Los franceses, al principio, se mostraron menos acomodaticios. Barthou esperaba cerrar el camino a Alemania, sin tener que pagar el precio reclamado por Mussolini. Su solución era un Locarno oriental: Francia y Rusia garantizando el statu quo que imperaba al este de Alemania, como Inglaterra e Italia garantizaban el del oeste. El proyecto disgustaba tanto a Alemania como a Polonia, que eran los dos países más interesados. La primera no quería ver cómo la influencia francesa se extendía por la Europa oriental; la segunda estaba más que resuelta a no permitir que Rusia reapareciese en el escenario europeo. Hitler, de acuerdo con su costumbre, esperó, dejando que los polacos echasen por tierra el proyecto de aquel Locarno oriental. Barthou tuvo que resignarse con un vago acuerdo, según el cual Francia y la URSS intervendrían conjuntamente en el caso de que se les pidiera que lo hiciesen. Por añadidura, los días del político francés estaban contados. En octubre de 1934, Alejandro de Yugoslavia acudió a Francia para consolidar su alianza con este país. En Marsella, un terrorista croata, instruido en Italia, lo asesinó. Barthou, sentado a su lado, fue herido por la misma bala; lo dejaron morir desangrado en plena calle. Pierre Laval, su sucesor, era hombre de formación más moderna y, sin duda, el más inteligente y menos escrupuloso de los estadistas franceses del momento. Había empezado como socialista de extrema izquierda y, como muchos antiguos socialistas, Mac Donald, por ejemplo, tenía una pésima idea de la Rusia soviética y una inmejorable opinión de la Italia fascista. Aunque dejara seguir la política de Barthou hasta llegar a la firma de un pacto francosoviético, en mayo de 1935, el pacto quedó en el aire, sin que nunca fuese completado por unas conversaciones de carácter militar; sin que nunca fuese tomado en serio por gobierno francés alguno, ni quizá, siquiera, por los propios rusos. Todo lo que los franceses obtuvieron de él fue que Stalin diese orden a los comunistas de Francia para que no perturbasen las actividades conducentes a reforzar la defensa nacional —orden que casi se bastó por sí misma para transformar a los patriotas franceses en derrotistas—.
Laval había puesto todas sus esperanzas en Italia. Visitó Roma y pensó de buen grado que la cuestión austríaca había curado a Mussolini de sus aspiraciones revisionistas. En punto a Hitler, parecía que Laval hiciese deliberadamente todo lo posible para consolidar la unidad de frente contra Alemania. Hitler se desembarazó, despectivamente, de las últimas restricciones sobre el rearme alemán y, al final, en marzo de 1935, anunciaba el restablecimiento del servicio militar obligatorio.

- _CONSIGNA DEL EJERCICIO_: Imprime sin cambios la parte del fragmento sobre la diplomacia francesa de 1934 y 1935 que empieza con las palabras que contienen "Laval había puesto" y termina con "servicio militar obligatorio.".

- _DATOS PROPORCIONADOS_:
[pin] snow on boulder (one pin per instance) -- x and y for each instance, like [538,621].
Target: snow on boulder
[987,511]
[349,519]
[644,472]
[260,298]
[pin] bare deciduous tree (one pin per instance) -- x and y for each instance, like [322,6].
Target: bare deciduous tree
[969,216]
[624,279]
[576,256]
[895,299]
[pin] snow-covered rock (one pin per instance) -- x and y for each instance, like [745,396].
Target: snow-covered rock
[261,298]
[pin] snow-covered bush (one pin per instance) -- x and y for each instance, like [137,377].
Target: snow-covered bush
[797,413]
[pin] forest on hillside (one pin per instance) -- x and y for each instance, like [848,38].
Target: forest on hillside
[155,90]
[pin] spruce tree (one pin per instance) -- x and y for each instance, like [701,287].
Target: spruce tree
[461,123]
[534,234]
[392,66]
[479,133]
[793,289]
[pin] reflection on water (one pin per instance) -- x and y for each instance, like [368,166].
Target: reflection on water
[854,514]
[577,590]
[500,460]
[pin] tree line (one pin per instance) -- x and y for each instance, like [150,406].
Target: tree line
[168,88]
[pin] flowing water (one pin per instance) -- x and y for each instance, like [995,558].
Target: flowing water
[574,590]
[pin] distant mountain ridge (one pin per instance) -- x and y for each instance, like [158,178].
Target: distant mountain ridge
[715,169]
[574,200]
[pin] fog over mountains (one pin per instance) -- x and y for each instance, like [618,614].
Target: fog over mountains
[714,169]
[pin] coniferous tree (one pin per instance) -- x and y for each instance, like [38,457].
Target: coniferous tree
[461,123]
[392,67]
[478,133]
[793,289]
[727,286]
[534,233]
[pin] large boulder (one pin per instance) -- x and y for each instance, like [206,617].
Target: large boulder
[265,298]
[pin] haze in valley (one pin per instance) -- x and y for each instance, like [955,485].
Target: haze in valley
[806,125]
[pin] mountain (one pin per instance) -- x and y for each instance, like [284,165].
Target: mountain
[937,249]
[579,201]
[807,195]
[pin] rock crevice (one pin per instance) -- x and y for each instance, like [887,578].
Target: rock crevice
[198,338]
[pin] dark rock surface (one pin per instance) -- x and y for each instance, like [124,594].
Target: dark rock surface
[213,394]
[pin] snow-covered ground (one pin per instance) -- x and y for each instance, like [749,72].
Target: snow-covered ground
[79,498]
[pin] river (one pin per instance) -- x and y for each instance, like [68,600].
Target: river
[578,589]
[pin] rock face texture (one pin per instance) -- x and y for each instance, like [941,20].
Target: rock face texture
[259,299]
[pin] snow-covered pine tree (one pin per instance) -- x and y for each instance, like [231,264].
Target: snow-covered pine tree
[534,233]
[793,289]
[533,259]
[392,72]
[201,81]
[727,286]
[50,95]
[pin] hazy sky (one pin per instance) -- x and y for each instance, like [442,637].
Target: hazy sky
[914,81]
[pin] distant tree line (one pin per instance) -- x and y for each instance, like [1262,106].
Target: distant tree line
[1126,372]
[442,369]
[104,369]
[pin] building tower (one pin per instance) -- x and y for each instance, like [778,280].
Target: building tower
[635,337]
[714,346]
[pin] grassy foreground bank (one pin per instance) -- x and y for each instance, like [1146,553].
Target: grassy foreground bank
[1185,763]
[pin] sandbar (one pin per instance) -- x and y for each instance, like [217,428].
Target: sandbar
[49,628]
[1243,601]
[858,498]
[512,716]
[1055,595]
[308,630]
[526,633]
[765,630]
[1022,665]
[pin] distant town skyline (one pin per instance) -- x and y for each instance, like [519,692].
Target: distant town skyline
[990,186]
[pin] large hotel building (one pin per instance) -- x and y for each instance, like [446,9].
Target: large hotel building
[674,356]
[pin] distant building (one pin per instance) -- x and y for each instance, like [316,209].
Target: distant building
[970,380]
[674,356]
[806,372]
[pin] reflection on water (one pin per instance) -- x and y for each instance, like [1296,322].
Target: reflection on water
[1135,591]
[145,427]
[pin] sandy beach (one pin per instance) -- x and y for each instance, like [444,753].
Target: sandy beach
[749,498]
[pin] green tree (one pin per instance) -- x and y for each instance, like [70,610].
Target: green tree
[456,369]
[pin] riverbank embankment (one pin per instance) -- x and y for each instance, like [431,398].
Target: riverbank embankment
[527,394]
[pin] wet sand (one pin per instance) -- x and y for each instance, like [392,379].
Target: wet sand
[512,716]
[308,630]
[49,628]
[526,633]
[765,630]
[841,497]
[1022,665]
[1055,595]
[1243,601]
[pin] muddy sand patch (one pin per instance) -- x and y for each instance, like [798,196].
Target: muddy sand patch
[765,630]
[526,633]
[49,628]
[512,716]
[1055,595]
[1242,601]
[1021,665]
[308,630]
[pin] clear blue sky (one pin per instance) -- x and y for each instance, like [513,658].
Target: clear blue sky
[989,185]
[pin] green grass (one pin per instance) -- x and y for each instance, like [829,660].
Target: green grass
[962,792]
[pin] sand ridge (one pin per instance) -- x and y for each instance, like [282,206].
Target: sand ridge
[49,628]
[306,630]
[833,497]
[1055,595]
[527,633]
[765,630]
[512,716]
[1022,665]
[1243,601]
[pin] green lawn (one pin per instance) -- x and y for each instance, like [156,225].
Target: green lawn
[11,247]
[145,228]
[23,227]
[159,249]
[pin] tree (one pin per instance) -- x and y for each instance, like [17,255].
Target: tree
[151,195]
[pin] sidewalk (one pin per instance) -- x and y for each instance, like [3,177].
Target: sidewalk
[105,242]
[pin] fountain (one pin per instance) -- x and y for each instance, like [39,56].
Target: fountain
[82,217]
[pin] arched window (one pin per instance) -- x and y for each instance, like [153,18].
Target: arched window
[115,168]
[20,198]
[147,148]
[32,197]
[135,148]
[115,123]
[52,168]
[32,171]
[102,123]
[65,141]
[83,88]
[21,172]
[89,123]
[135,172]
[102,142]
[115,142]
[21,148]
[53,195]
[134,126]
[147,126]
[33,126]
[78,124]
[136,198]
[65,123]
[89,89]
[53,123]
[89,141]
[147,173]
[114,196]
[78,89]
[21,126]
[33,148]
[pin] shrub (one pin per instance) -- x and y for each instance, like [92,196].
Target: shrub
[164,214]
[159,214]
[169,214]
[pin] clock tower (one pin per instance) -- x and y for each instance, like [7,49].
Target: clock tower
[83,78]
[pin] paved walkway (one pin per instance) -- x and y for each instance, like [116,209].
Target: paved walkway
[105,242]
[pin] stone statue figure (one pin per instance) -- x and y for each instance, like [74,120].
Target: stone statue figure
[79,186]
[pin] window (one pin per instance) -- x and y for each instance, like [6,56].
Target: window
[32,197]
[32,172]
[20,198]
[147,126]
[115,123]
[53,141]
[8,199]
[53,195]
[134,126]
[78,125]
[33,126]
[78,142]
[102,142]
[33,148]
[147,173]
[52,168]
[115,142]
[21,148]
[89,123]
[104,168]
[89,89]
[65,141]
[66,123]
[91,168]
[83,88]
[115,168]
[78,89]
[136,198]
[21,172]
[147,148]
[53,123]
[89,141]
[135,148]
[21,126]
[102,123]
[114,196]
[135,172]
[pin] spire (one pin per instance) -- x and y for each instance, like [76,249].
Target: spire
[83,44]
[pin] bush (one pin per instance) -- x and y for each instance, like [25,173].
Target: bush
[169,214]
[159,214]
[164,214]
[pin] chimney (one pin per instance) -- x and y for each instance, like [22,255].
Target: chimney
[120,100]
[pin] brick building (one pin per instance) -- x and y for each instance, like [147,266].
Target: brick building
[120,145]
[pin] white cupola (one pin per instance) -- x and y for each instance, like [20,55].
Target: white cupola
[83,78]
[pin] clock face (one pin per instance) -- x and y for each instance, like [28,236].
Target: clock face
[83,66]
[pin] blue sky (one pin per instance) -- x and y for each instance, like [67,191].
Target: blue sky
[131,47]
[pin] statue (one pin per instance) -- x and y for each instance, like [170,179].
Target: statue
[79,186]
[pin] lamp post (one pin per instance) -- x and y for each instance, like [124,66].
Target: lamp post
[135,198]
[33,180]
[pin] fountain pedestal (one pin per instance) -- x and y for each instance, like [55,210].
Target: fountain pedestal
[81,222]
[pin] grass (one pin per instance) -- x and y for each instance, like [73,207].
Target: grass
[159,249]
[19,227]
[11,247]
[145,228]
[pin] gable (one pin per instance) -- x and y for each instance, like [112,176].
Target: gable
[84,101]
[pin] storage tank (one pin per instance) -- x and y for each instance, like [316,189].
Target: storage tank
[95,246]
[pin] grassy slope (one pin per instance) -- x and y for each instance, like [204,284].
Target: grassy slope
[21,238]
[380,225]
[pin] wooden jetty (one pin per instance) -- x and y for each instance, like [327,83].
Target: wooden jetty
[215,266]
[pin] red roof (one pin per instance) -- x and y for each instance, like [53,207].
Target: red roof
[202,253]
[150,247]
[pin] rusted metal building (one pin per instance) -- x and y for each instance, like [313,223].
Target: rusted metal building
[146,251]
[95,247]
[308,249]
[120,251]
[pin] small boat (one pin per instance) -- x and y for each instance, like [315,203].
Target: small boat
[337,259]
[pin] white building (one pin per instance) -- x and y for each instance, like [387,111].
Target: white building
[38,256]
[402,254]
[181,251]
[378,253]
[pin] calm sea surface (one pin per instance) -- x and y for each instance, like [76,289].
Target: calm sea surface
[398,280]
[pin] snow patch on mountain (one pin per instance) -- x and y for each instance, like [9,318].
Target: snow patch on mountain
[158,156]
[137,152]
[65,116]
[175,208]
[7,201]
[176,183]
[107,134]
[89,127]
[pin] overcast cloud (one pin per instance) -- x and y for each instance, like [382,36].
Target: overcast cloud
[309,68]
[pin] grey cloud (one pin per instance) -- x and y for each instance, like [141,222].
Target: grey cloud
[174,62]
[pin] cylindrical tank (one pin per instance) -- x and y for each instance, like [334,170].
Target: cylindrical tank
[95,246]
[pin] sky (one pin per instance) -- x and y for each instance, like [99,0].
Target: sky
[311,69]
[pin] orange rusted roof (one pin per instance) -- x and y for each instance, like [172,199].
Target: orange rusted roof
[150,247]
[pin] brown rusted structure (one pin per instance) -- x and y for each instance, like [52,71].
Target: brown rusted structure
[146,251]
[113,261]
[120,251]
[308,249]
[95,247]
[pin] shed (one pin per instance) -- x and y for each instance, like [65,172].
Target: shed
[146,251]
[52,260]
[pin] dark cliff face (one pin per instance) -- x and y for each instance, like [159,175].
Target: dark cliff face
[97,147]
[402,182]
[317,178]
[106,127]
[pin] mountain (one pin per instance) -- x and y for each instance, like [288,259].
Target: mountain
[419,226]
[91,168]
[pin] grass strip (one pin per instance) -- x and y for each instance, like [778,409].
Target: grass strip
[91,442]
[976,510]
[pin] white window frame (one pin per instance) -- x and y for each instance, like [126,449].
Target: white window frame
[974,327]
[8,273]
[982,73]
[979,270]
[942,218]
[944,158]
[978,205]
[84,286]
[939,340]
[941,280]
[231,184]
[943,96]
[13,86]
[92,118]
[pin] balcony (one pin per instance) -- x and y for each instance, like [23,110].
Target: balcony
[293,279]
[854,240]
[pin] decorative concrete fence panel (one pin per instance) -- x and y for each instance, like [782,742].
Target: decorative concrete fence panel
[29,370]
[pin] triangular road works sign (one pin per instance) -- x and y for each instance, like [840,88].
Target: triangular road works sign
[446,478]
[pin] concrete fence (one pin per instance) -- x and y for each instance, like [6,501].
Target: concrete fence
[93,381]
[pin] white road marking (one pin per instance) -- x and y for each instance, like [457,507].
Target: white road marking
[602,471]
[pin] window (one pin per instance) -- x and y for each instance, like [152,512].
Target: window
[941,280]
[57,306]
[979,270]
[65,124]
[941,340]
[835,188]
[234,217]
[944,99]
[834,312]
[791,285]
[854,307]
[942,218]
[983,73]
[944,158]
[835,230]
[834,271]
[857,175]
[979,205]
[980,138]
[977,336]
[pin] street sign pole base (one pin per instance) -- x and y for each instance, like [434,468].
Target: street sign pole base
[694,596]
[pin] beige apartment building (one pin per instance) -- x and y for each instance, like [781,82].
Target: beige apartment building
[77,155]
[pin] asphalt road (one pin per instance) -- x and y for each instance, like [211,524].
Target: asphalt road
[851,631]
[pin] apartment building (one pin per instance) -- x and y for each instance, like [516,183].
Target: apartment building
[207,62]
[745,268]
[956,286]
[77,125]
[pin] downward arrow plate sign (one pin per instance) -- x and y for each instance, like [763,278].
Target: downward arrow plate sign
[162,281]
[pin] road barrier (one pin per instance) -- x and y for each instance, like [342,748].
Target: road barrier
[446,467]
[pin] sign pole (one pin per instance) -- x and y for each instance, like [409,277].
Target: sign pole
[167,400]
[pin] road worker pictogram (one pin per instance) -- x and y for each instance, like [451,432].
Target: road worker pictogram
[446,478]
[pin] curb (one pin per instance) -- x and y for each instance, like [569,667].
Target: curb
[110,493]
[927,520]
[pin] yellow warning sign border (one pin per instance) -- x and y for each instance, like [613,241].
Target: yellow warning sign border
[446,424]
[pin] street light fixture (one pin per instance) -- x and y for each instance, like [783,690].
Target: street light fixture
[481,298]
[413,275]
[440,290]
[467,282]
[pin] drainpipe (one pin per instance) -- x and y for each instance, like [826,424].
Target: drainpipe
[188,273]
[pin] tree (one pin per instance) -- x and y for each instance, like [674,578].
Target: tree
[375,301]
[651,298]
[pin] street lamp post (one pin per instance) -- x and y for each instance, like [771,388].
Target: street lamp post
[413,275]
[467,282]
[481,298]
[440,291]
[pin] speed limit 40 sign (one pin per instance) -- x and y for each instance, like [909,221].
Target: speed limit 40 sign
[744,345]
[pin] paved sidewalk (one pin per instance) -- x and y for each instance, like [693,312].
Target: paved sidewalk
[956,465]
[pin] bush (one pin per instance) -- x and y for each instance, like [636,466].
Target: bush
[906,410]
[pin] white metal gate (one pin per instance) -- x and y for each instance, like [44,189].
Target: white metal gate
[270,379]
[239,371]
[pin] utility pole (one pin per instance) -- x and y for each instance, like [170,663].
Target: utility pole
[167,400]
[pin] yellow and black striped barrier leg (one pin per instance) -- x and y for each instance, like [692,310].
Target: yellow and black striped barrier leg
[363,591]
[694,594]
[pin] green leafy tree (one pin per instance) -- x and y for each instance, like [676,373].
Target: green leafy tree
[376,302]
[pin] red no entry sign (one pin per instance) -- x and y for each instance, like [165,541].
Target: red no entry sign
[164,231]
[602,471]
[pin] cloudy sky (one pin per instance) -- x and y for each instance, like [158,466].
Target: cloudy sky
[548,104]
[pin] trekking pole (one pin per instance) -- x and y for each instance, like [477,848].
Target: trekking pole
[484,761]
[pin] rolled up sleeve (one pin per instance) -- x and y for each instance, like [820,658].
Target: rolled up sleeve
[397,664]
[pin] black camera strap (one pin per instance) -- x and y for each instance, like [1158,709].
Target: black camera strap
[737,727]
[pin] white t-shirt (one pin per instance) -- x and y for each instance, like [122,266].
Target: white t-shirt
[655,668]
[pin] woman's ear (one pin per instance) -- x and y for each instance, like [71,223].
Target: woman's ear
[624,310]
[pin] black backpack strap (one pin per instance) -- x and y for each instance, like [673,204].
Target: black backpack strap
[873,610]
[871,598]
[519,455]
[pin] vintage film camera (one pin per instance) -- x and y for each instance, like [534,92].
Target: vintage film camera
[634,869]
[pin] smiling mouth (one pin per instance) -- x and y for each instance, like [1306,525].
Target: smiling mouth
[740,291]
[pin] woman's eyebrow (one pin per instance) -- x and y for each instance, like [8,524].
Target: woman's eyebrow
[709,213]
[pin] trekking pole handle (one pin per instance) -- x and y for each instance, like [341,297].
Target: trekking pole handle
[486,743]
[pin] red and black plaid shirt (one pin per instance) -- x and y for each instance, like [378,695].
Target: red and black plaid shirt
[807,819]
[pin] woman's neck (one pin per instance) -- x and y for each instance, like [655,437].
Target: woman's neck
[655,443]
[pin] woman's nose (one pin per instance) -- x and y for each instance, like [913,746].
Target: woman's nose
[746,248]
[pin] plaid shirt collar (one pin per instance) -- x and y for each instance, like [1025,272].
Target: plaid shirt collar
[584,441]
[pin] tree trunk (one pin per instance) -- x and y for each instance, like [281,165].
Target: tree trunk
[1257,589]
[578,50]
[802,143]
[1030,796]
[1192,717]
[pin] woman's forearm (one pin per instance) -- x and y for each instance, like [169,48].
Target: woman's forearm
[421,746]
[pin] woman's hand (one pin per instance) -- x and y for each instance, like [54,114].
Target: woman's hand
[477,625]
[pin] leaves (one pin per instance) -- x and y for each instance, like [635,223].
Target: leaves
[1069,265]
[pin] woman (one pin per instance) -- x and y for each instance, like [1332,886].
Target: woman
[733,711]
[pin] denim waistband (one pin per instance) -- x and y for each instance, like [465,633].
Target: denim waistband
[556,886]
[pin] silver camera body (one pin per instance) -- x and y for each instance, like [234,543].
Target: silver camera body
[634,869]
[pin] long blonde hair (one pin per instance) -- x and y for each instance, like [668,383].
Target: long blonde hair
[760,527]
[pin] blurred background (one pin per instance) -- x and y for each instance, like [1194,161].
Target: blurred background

- _RESPUESTA_:
Laval había puesto todas sus esperanzas en Italia. Visitó Roma y pensó de buen grado que la cuestión austríaca había curado a Mussolini de sus aspiraciones revisionistas. En punto a Hitler, parecía que Laval hiciese deliberadamente todo lo posible para consolidar la unidad de frente contra Alemania. Hitler se desembarazó, despectivamente, de las últimas restricciones sobre el rearme alemán y, al final, en marzo de 1935, anunciaba el restablecimiento del servicio militar obligatorio.